**WHAT IS ASKED**
Please return, word for word, everything in the entries below from the line containing "TARGET = floodlight tower" down to the line containing "(1005, 645)", including both of those lines.

(Object pointing dataset entries)
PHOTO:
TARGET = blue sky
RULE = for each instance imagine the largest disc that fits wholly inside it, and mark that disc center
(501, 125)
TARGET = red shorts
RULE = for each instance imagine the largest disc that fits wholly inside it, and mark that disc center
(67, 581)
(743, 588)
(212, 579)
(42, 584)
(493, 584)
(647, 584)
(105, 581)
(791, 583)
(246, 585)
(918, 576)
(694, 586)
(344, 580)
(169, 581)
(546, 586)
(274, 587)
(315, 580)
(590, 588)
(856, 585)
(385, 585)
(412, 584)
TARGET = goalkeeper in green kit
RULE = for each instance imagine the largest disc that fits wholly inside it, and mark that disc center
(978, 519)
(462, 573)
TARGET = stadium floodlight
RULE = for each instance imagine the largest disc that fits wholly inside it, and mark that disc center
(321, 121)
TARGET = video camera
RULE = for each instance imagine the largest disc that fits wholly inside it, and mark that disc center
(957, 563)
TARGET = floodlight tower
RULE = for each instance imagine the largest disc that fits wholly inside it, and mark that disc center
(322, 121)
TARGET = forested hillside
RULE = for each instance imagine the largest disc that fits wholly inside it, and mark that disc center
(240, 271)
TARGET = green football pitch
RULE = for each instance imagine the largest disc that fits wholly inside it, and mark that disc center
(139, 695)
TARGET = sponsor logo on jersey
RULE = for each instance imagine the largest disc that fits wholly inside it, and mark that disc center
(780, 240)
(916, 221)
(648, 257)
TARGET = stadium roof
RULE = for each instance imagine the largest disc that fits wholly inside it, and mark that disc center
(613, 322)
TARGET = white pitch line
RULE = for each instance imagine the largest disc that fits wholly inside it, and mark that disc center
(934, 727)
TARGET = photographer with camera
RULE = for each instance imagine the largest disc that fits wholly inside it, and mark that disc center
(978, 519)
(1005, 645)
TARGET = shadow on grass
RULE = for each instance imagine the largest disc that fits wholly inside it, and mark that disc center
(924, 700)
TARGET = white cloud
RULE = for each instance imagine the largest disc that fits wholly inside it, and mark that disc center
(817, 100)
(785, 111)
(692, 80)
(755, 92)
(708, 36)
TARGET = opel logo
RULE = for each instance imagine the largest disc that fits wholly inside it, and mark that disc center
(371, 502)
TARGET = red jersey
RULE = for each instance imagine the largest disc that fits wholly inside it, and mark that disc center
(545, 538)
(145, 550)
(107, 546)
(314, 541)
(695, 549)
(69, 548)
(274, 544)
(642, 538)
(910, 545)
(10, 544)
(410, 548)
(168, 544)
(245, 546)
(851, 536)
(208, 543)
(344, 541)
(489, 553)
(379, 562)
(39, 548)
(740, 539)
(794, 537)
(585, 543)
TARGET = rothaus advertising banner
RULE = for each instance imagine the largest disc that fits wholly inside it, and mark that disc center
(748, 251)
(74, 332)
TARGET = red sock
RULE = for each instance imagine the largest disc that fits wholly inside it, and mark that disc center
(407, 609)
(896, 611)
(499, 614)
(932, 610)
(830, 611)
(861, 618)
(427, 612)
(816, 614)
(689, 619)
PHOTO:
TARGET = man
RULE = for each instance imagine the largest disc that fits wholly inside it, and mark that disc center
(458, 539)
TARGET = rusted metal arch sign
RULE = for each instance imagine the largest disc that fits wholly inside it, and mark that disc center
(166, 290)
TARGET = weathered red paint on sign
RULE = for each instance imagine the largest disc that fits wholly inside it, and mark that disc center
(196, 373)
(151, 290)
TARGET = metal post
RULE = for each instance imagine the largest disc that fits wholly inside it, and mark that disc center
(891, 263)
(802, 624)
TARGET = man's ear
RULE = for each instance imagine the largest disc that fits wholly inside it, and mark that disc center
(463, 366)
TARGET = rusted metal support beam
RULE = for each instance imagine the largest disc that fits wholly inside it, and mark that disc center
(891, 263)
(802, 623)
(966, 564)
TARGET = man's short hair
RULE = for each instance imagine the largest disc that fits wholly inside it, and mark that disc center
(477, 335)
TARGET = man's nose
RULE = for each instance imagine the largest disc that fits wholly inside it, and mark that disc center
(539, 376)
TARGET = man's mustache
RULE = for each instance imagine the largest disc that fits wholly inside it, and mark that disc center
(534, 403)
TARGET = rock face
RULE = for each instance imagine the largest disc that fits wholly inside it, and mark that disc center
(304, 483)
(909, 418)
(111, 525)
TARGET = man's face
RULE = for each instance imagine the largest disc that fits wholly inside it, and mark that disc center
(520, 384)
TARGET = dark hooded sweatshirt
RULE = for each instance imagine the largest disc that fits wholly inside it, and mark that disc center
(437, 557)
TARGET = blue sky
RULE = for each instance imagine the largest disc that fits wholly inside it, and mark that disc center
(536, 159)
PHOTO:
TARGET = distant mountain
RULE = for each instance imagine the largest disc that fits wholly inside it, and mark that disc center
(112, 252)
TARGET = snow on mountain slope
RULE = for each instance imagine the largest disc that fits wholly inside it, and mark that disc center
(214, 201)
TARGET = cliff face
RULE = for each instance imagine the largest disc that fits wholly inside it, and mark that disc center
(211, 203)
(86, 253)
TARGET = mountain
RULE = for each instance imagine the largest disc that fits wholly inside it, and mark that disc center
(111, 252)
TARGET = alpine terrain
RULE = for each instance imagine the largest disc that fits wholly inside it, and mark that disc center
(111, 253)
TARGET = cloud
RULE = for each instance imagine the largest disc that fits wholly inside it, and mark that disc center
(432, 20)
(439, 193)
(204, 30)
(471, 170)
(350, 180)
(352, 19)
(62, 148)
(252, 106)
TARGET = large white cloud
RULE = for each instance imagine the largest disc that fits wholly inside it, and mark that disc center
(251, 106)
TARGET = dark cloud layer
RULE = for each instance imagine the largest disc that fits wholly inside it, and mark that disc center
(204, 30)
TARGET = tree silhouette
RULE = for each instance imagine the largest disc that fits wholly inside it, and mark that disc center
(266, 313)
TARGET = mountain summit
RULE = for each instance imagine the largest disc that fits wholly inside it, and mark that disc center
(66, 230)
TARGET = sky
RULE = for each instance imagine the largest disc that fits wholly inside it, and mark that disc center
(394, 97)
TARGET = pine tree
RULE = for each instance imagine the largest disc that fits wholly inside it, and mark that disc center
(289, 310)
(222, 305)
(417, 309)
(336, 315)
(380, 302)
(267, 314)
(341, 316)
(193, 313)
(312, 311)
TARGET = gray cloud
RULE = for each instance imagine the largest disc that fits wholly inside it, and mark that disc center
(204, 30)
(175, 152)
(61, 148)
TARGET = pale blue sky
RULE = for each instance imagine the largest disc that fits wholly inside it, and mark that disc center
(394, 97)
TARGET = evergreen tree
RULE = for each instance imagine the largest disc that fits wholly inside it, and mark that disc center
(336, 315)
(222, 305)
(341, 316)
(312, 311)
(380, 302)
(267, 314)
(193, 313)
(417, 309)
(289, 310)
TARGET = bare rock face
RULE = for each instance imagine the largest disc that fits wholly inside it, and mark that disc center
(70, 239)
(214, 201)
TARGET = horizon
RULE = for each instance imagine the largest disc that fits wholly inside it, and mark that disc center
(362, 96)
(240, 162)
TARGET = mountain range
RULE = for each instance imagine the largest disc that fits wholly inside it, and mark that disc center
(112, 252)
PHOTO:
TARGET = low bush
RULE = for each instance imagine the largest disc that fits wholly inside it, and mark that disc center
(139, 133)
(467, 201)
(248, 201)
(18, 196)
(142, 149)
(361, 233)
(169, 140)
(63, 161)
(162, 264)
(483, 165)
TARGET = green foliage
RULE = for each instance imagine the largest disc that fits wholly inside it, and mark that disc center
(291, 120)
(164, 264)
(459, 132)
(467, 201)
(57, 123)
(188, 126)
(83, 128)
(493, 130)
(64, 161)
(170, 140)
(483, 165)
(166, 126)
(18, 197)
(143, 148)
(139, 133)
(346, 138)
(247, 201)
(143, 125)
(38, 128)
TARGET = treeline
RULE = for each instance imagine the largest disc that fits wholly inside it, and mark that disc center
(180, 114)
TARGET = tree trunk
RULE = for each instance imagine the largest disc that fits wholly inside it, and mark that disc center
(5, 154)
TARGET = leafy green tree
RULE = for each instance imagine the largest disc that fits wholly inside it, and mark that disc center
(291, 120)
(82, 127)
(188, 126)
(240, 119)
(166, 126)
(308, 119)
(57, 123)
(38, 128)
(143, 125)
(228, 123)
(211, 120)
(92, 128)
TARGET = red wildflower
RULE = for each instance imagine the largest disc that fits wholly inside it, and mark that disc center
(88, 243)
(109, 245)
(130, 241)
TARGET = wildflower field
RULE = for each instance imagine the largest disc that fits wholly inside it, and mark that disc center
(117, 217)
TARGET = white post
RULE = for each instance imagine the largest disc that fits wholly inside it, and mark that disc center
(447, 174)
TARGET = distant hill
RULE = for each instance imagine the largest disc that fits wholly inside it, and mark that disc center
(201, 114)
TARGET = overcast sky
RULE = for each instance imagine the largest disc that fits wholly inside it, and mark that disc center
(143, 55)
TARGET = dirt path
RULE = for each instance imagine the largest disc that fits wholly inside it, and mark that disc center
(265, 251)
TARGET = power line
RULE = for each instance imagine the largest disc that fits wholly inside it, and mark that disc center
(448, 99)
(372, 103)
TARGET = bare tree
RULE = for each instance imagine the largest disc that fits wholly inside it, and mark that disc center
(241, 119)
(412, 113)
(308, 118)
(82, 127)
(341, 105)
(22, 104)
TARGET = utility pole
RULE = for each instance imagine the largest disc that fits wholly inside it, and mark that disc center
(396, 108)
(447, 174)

**THE REPLY**
TARGET = floodlight tower
RULE = for each instance imagine the largest disc that fits wholly inside it, and mark that disc center
(322, 121)
TARGET = forested hillside
RULE = for each instance imagine the largest disc that fits wholly inside it, and mark that disc center
(240, 271)
TARGET = green football pitch
RULE = for each instance imagine the largest disc that fits wholly inside it, and mark that disc center
(139, 695)
TARGET = sponsor logo on jersey
RULE = for each instance imagine the largest disc that fits wholly inside it, and mark that disc center
(780, 240)
(916, 221)
(648, 257)
TARGET = stadium roof
RULE = for each instance imagine the largest disc that fits wholly inside it, and mark that disc center
(613, 322)
TARGET = white pitch line
RULE = for each instance imagine the largest disc that fits wholly inside it, and mark that disc center
(934, 727)
TARGET = photographer with camera
RULE = for each instance imagine the largest disc that fits wholly inside it, and mark that disc center
(978, 519)
(1005, 645)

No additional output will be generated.